* begin *

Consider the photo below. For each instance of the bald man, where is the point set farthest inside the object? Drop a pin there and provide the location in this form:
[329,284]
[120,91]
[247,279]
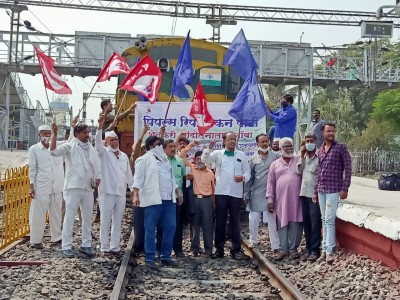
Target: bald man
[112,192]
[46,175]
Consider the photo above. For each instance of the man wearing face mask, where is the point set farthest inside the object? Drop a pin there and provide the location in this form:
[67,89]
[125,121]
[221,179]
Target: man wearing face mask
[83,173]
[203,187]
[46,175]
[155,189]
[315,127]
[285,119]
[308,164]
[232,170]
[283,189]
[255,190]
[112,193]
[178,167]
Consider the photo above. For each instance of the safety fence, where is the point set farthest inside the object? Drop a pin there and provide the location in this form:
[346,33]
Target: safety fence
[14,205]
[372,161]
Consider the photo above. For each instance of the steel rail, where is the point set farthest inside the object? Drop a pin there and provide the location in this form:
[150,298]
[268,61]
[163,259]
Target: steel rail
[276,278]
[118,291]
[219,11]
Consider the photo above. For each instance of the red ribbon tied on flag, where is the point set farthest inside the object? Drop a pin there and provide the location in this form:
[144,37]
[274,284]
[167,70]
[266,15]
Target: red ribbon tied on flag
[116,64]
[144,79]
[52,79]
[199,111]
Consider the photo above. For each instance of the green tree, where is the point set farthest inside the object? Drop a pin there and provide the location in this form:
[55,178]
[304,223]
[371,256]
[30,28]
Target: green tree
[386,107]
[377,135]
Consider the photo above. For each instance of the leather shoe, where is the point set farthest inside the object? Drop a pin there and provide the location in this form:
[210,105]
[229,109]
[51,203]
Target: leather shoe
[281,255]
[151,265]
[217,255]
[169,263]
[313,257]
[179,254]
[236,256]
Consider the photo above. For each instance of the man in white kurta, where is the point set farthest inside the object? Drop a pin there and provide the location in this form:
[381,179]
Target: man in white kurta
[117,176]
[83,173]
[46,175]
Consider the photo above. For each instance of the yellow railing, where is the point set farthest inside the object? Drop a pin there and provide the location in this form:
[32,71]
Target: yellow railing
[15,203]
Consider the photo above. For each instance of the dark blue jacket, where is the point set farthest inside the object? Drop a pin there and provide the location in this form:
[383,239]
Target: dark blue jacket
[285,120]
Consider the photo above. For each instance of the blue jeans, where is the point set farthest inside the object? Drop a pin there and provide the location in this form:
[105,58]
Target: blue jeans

* end *

● SHORT PROBLEM:
Every line from the one containing "Consider the photo above. For each instance of the green" through the end of the entries above must be echoed exactly, with both ends kept.

● IN RESPONSE:
Consider the photo above. For each instance of the green tree, where is the point set farthest inside the object? Drop a pin there and provide the location in this form:
[55,178]
[304,223]
[371,256]
[30,28]
Target: green tree
[386,107]
[377,135]
Consider the photo above. For each instance of the leather shoe, where is the point set farthest inside the object? Drop a pin there and provide the location in this form:
[210,105]
[229,109]
[51,203]
Target: leather shoe
[281,255]
[151,265]
[217,255]
[169,263]
[313,257]
[179,254]
[236,256]
Consider the photo above. For each instance of the man in white kurta, where is the point set farthest inside the object? Drop a pin there and provide the location in this form:
[381,179]
Target: man in white kurta
[117,176]
[83,173]
[46,175]
Consider the photo above. For each instance of the yellow railing, where is the point set farthest inside the object? Drop a pin there and provide the location in this form:
[32,71]
Target: yellow railing
[15,203]
Consider the photo above. For each instance of the dark blue jacket, where is the point set farthest inside the object? Drop a pin there and provide the location in this form:
[383,239]
Target: dark blue jacket
[285,120]
Consider the photo above. For each instance of the blue jeans, where is the point set farthest inside the object? Drop a pin there and provide the location in this form:
[105,58]
Target: blue jeans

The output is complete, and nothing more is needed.